• [Text]:
From: John Groves <[email protected]>

The new fsdev driver provides pages/folios initialized compatibly with
fsdax - normal rather than devdax-style refcounting, and starting out
with order-0 folios.

When fsdev binds to a daxdev, it is usually (always?) switching from the
devdax mode (device.c), which pre-initializes compound folios according
to its alignment. Fsdev uses fsdev_clear_folio_state() to switch the
folios into a fsdax-compatible state.

A side effect of this is that raw mmap doesn't (can't?) work on an fsdev
dax instance. Accordingly, The fsdev driver does not provide raw mmap -
devices must be put in 'devdax' mode (drivers/dax/device.c) to get raw
mmap capability.

In this commit is just the framework, which remaps pages/folios compatibly
with fsdax.

• [Data provided]:

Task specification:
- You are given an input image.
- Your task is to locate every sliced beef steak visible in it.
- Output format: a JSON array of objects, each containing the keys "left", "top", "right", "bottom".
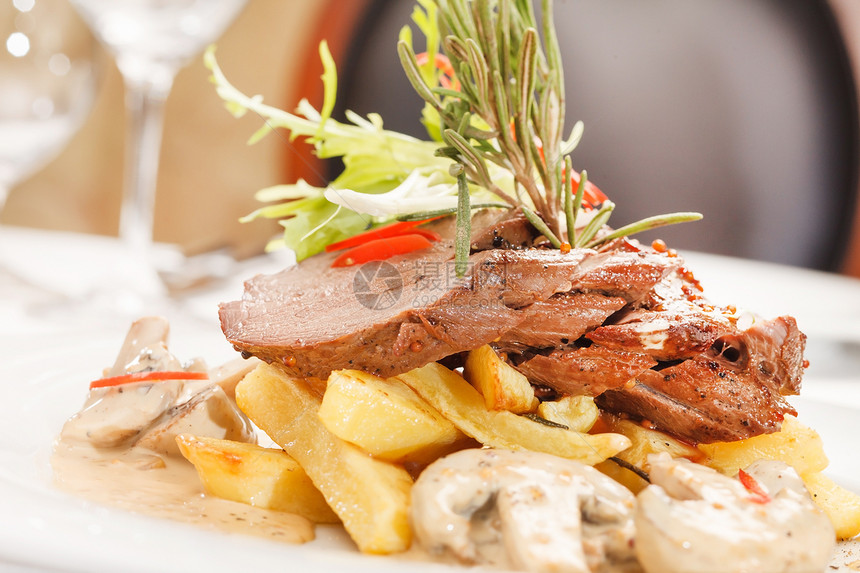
--
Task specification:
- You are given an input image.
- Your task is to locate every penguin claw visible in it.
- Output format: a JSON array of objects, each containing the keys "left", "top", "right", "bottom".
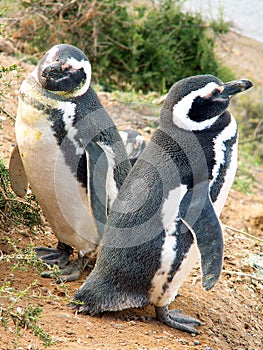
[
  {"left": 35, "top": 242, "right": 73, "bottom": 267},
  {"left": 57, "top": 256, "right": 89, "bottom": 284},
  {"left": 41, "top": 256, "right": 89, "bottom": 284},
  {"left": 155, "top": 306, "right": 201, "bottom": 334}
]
...
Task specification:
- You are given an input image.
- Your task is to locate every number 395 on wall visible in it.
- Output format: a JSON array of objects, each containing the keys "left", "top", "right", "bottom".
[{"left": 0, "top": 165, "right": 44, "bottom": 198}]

• [Given request A]:
Answer these questions from the fsdev commit message, one line each:
(i) What kind of refcounting do the pages/folios from the new fsdev driver use?
(ii) Which function does fsdev use to put folios into a fsdax-compatible state?
(iii) What mode must a device be in to get raw mmap capability?
• [Given request B]:
Copy the stretch of the fsdev commit message from "The new fsdev" through "mmap capability." word for word.
The records are separate from the text and stand on their own.

• [Complete answer A]:
(i) Normal refcounting rather than devdax-style refcounting.
(ii) fsdev_clear_folio_state()
(iii) 'devdax' mode (drivers/dax/device.c).

• [Complete answer B]:
The new fsdev driver provides pages/folios initialized compatibly with
fsdax - normal rather than devdax-style refcounting, and starting out
with order-0 folios.

When fsdev binds to a daxdev, it is usually (always?) switching from the
devdax mode (device.c), which pre-initializes compound folios according
to its alignment. Fsdev uses fsdev_clear_folio_state() to switch the
folios into a fsdax-compatible state.

A side effect of this is that raw mmap doesn't (can't?) work on an fsdev
dax instance. Accordingly, The fsdev driver does not provide raw mmap -
devices must be put in 'devdax' mode (drivers/dax/device.c) to get raw
mmap capability.